# [Task]
Copy every line of the records below verbatim, omitting the pictures from your answer.

Excerpt from the dataset:
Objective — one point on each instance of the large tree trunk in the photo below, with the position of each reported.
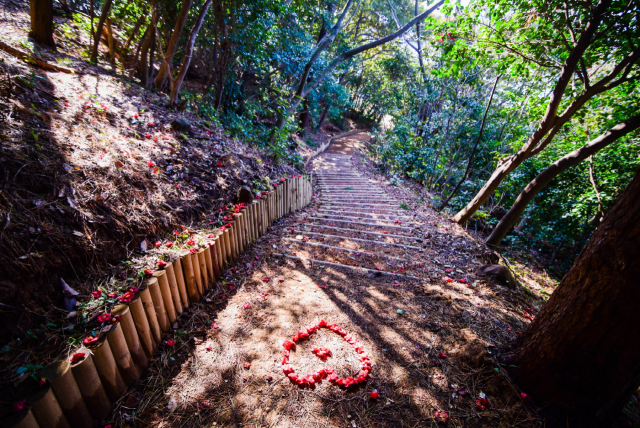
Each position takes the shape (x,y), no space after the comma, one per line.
(548,123)
(163,74)
(558,167)
(41,12)
(580,358)
(175,90)
(98,34)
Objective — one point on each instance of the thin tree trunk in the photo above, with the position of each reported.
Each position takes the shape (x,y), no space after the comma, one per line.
(580,357)
(420,60)
(548,123)
(111,41)
(41,12)
(143,64)
(98,34)
(175,90)
(135,30)
(561,165)
(162,77)
(475,146)
(304,89)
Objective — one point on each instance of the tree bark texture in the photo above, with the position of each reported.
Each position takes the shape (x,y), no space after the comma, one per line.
(555,169)
(98,34)
(163,74)
(41,12)
(175,90)
(548,122)
(580,357)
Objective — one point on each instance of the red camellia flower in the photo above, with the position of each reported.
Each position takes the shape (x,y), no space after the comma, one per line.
(482,404)
(18,405)
(77,357)
(90,339)
(126,297)
(442,417)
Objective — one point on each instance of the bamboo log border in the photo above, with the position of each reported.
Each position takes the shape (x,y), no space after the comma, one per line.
(83,389)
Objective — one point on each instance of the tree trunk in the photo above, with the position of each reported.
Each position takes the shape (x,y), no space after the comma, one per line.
(175,90)
(96,40)
(580,357)
(558,167)
(143,64)
(548,123)
(305,89)
(475,146)
(111,41)
(163,74)
(41,12)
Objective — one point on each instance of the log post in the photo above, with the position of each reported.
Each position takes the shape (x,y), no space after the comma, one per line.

# [Solution for this task]
Objective — one point on each instance of the large tree trunk in the photo below, with the position of each reported.
Each position takes the shape (x,y), no space after the comma, one per line.
(548,123)
(163,74)
(558,167)
(41,12)
(580,358)
(175,90)
(98,34)
Objective — one point on each instance of the thin tree trunk in the photo above, with the position of each reported.
Each position takes the shape (x,y), no space after the comma, one per line.
(580,357)
(420,60)
(548,123)
(111,41)
(41,12)
(143,64)
(98,34)
(175,90)
(135,30)
(561,165)
(162,77)
(475,146)
(304,89)
Objective — one point on each instance of the tree bark texture in the photo above, with the position of each reported.
Each position takes the shape (x,y), no space after the comma, one per line.
(555,169)
(98,34)
(163,74)
(41,12)
(175,90)
(548,122)
(580,357)
Objective — one point on each instance of the red camellia flower in the photo above, with the position of each reported.
Each position takes the shape (x,y), no space after the comma, one per line.
(482,404)
(18,405)
(77,357)
(90,339)
(126,297)
(442,417)
Objective — one point on each instance of the bamboo log border in the photo above, with the position of each reported.
Each position takes the shape (x,y), no space after the comma, one per line.
(83,389)
Objective — one point on each instance of the tree trunk in the photo above, with the position of each reported.
Each position takes the shape (x,y), no space after the comma, one per line.
(175,90)
(96,40)
(580,357)
(558,167)
(143,64)
(548,123)
(305,89)
(475,146)
(111,41)
(163,74)
(41,12)
Objective — one point on each instance of the log post in the photo above, with the position of each reported.
Each position takes the shape (x,y), no space after the comma, one per line.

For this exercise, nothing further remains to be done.